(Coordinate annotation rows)

#####

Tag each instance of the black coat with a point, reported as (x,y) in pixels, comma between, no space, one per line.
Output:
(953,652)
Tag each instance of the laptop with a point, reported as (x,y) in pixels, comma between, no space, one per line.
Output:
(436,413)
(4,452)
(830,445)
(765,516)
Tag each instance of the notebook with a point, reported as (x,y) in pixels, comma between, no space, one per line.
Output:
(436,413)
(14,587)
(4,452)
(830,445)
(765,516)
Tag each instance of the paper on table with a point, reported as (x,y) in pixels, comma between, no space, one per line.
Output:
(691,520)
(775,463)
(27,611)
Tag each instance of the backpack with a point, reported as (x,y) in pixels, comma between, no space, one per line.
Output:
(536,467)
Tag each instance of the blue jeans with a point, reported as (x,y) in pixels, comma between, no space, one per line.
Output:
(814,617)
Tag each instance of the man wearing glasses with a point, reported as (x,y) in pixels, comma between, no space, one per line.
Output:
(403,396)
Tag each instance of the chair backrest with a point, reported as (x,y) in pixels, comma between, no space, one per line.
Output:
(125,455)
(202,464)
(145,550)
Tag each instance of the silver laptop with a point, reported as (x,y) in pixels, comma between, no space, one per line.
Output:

#####

◆ **REQUIRED TASK**: Copy all of the rows above word for word, changing nothing.

◆ **OUTPUT FOR THIS EXERCISE**:
Tag each instance of the black coat with a point, reported as (x,y) in pixels, comma between, no space, one per line.
Output:
(953,652)
Tag each instance of the laptop with a point, reported as (x,y) in pixels, comma between, no space, one per line.
Output:
(436,413)
(4,452)
(830,445)
(765,516)
Tag each instance of the notebook with a point, reported as (x,y) in pixels, comma between, no space, one per line.
Output:
(436,413)
(14,587)
(4,452)
(830,445)
(765,516)
Tag each instance of the paper on table with a point, reported as (x,y) in pixels, comma between, no space, one per line.
Output:
(691,520)
(775,463)
(27,611)
Tag each instance of the backpack with a point, reported as (x,y) in pixels, comma between, no space, one per line.
Output:
(536,467)
Tag each instance of the blue jeans with a point, reported as (x,y) in pixels, comma between, no space, one per line.
Output:
(814,617)
Tag each instance of the man wearing glasses with a point, reported as (x,y) in pixels, comma between, no space, one per line.
Output:
(403,396)
Tag each instance of the chair backrest with a point, reported as (x,y) in pixels, comma between, no space, one per line.
Output:
(125,455)
(202,464)
(145,550)
Tag each instance of the silver laptop with a point, reported as (x,y) in pixels, comma between, no space, one per line.
Output:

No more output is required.